Work item: The expected answer is all of the entries, written out exactly.

== Input records

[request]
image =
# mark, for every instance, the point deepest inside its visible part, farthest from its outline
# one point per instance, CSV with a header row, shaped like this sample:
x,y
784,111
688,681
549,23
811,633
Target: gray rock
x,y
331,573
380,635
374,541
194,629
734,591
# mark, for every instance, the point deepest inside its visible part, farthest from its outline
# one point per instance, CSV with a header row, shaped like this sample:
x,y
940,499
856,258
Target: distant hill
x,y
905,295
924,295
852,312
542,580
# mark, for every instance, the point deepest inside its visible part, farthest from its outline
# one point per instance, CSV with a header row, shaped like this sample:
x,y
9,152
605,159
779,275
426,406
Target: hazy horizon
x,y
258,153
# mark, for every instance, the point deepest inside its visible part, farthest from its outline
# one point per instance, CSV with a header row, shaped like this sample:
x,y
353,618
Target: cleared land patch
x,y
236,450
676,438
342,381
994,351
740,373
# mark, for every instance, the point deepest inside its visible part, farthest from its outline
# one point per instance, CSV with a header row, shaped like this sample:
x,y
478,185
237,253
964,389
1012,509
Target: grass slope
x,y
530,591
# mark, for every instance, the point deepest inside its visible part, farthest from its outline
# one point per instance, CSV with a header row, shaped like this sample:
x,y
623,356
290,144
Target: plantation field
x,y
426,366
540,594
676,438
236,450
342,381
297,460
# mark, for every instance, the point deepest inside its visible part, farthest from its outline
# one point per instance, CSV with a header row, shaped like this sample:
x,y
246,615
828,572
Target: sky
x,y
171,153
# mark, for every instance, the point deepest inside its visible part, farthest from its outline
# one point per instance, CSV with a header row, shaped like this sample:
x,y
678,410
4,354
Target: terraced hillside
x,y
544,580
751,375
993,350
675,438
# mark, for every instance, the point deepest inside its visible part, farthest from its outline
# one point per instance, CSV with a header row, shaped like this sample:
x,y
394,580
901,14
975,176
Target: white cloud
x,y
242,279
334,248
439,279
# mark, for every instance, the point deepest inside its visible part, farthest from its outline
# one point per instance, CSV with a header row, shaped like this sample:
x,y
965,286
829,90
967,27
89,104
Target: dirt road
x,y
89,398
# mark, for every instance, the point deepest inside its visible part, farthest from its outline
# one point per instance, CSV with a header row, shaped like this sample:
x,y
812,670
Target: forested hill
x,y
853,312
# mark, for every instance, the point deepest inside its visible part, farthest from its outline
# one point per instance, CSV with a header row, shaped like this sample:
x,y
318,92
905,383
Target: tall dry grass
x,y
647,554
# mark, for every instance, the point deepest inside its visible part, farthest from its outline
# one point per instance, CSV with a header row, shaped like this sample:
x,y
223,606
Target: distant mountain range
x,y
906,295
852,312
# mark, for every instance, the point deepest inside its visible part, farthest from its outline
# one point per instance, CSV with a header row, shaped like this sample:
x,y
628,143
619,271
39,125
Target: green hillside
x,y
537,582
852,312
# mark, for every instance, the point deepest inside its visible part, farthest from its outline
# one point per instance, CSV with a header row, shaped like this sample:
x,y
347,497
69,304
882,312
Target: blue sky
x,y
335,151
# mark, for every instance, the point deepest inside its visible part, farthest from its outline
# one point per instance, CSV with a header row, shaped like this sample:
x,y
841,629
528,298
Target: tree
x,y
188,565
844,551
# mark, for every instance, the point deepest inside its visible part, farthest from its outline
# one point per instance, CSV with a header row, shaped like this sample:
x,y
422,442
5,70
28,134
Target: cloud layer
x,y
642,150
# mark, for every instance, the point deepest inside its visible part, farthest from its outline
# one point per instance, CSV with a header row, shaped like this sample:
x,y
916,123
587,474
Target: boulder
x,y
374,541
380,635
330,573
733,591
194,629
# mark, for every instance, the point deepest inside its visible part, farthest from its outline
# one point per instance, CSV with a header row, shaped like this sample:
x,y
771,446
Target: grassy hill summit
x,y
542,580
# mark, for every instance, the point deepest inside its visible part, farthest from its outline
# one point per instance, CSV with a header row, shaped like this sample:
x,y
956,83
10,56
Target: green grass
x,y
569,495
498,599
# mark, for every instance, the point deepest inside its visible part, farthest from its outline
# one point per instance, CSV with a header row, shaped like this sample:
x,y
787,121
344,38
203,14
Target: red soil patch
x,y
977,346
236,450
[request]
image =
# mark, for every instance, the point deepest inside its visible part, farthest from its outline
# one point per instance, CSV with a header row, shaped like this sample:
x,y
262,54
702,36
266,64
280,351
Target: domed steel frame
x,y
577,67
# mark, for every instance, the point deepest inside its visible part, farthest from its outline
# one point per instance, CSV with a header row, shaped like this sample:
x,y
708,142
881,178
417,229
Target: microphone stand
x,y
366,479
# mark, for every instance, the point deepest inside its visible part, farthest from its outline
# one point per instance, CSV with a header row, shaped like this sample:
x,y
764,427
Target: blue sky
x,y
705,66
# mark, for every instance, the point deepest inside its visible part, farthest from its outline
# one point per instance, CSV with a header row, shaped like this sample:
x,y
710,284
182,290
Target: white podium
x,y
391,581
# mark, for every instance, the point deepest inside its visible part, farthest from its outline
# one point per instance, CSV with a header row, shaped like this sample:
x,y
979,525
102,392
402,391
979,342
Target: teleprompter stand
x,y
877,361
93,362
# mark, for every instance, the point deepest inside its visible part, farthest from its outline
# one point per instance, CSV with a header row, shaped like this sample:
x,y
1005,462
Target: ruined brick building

====

Solution for this task:
[request]
image =
# mark, for every instance, the point deepest inside its visible part, farthest from its outline
# one point per instance, CSV with a header row, shaped like this sample:
x,y
784,111
688,681
549,23
811,633
Target: gray rock
x,y
331,573
380,635
374,541
194,629
734,591
# mark, for every instance, the point deepest inside its visible part, farthest from its outline
# one point per instance, CSV with a header row, shaped like this sample:
x,y
940,499
856,258
Target: distant hill
x,y
905,295
924,295
852,312
542,580
# mark, for every instance, the point deepest inside its visible part, farthest from its outline
# one point per instance, CSV with a header row, shaped like this sample:
x,y
9,152
605,159
779,275
426,406
Target: hazy horizon
x,y
258,153
# mark, for every instance, the point deepest inside its visible part, farthest from its outline
# one point per instance, CSV with a header row, shaped like this sample:
x,y
353,618
Target: cleared land patch
x,y
236,450
676,438
342,381
994,351
740,373
# mark, for every instance, the point deepest inside its visible part, farthest from its outline
# one point per instance, CSV with a header row, shaped like this sample:
x,y
478,185
237,253
964,389
1012,509
Target: grass slope
x,y
530,591
# mark, for every instance, the point deepest inside its visible part, farthest from its outline
# one point per instance, CSV with a header row, shaped like this sample:
x,y
623,356
290,144
Target: plantation field
x,y
426,366
540,594
676,438
236,450
342,381
297,460
# mark, for every instance, the point deepest inside its visible part, farthest from its outline
# one point per instance, CSV with a header row, shaped like this sample:
x,y
246,615
828,572
Target: sky
x,y
171,153
# mark, for every instance, the point deepest inside its visible part, farthest from its outline
# one point per instance, CSV with a header row, shaped like this sample:
x,y
678,410
4,354
Target: terraced hillside
x,y
544,580
751,375
993,350
675,438
# mark, for every instance, the point deepest inside its visible part, farthest from its outline
# one point per instance, CSV with a header row, shaped like this sample:
x,y
394,580
901,14
975,176
Target: white cloud
x,y
242,279
334,248
439,279
# mark, for every instance, the point deepest inside its visible part, farthest from its outline
# one point per instance, CSV with a header row, shaped like this sample:
x,y
965,286
829,90
967,27
89,104
Target: dirt road
x,y
89,398
# mark, for every instance, the point deepest inside its visible part, farthest from its outline
# one point per instance, CSV with a header row, shaped like this sample:
x,y
812,670
Target: forested hill
x,y
853,312
# mark, for every instance, the point deepest inside its visible part, farthest from its outline
# one point per instance, CSV with a header row, shaped like this sample:
x,y
318,92
905,383
Target: tall dry grass
x,y
647,554
# mark, for every instance, the point deepest inside its visible part, farthest from its outline
# one point per instance, CSV with a header row, shaped like this sample:
x,y
223,606
Target: distant mountain range
x,y
906,295
852,312
# mark, for every instance, the point deepest inside its visible part, farthest from its outline
# one point per instance, CSV with a header row, shaped like this sample:
x,y
628,143
619,271
39,125
Target: green hillside
x,y
537,582
852,312
# mark, for every instance, the point deepest inside its visible part, farthest from its outline
# one point per instance, CSV with a header row, shaped like this sample:
x,y
347,497
69,304
882,312
Target: blue sky
x,y
335,151
# mark, for every instance, the point deepest inside its visible part, farthest from its outline
# one point per instance, CSV with a header row, shaped like this sample:
x,y
841,629
528,298
Target: tree
x,y
188,565
844,551
# mark, for every instance, the point deepest inside its visible part, farthest from its outline
# one point per instance, CSV with a header row, shaped like this sample:
x,y
422,442
5,70
28,134
Target: cloud layer
x,y
642,150
# mark, for every instance, the point deepest inside its visible part, farthest from its outline
# one point per instance, CSV with a header row, shaped like this sample:
x,y
916,123
587,474
Target: boulder
x,y
374,541
380,635
330,573
733,591
194,629
# mark, for every instance, the point deepest inside its visible part, farthest from its outline
# one point per instance, CSV with a header row, shaped like this sample:
x,y
771,446
Target: grassy hill summit
x,y
542,580
# mark, for every instance, the point deepest inside its visible part, farthest from its outline
# one point per instance, CSV with a header row, shaped like this sample:
x,y
956,83
10,56
Target: green grass
x,y
569,495
498,599
# mark, for every instance, the point deepest inside its visible part, farthest from its outline
# one point per instance, CSV with a header row, shaped like this sample:
x,y
787,121
344,38
203,14
Target: red soil patch
x,y
977,346
236,450
[request]
image =
# mark, for every instance, the point deepest inside its visible part, farthest from its outline
# one point per instance, CSV with a header row, shaped like this sample:
x,y
262,54
702,36
266,64
280,351
Target: domed steel frame
x,y
577,67
# mark, for every instance, the point deepest inside its visible part, farthest from its outline
# one point per instance, CSV with a header row, shaped like this sample:
x,y
708,142
881,178
417,229
Target: microphone stand
x,y
366,479
# mark, for every instance, the point deepest inside its visible part, farthest from its outline
# one point per instance, CSV with a header row, shaped like this sample:
x,y
764,427
Target: blue sky
x,y
705,66
# mark, for every instance, the point deepest inside its visible part, farthest from its outline
# one point per instance, CSV with a header row, shaped like this sample:
x,y
710,284
182,290
Target: white podium
x,y
391,581
# mark, for every instance, the point deepest inside its visible part, farthest from its outline
# one point per instance, CSV with a header row, shaped like this sample:
x,y
979,525
102,392
402,391
979,342
Target: teleprompter stand
x,y
877,361
93,362
# mark, for every instance, the point deepest inside its visible part, farthest from its outline
# one point per instance, CSV with a header row, shaped like this sample:
x,y
1005,462
Target: ruined brick building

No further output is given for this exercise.